■ Written request
Gather every line of the entries below that contains the word "mountain" and copy each one in full. Case matters.

■ Data for the task
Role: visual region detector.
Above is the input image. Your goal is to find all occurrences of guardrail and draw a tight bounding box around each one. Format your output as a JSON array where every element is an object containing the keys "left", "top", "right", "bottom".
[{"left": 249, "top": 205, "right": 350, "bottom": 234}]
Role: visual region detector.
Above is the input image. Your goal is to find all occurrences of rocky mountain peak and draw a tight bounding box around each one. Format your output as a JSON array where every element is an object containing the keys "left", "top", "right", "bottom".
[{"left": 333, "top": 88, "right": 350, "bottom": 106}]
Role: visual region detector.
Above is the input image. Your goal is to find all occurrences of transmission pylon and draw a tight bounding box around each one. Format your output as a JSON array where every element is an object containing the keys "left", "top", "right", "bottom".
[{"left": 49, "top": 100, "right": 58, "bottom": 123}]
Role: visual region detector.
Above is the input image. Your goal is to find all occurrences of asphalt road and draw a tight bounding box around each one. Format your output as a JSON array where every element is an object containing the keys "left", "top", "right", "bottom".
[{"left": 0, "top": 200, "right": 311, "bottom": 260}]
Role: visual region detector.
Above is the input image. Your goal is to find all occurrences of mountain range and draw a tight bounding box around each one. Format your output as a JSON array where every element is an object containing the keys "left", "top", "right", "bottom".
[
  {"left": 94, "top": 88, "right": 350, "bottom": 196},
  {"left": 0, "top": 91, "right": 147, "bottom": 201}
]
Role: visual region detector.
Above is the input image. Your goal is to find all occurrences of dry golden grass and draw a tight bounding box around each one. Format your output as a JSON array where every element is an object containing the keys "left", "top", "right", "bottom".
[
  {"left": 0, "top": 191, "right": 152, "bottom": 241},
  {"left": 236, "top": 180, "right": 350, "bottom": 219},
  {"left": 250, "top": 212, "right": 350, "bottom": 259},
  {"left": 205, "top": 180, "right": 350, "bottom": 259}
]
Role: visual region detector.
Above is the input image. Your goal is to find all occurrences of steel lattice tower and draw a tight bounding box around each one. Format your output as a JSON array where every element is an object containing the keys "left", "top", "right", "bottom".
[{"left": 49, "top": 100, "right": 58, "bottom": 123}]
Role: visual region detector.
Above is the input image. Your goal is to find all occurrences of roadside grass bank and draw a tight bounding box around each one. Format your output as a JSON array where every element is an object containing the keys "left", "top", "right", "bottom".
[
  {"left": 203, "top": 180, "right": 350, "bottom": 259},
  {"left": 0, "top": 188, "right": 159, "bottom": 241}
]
==
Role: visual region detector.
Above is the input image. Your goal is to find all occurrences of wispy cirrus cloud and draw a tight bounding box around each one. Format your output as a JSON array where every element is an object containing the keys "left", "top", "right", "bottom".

■ Answer in full
Above is the input image. Your goal is to find all occurrences of rocky mountain peak and draw a tight bounding box around each one. Format your output as a JSON array where every element is an object containing the keys "left", "top", "right", "bottom".
Above is the input image. Your goal is to find all occurrences of mountain range and draw a tight bounding box around each one. Format your output as a JSON array where every element is an object containing the keys "left", "top", "right", "bottom".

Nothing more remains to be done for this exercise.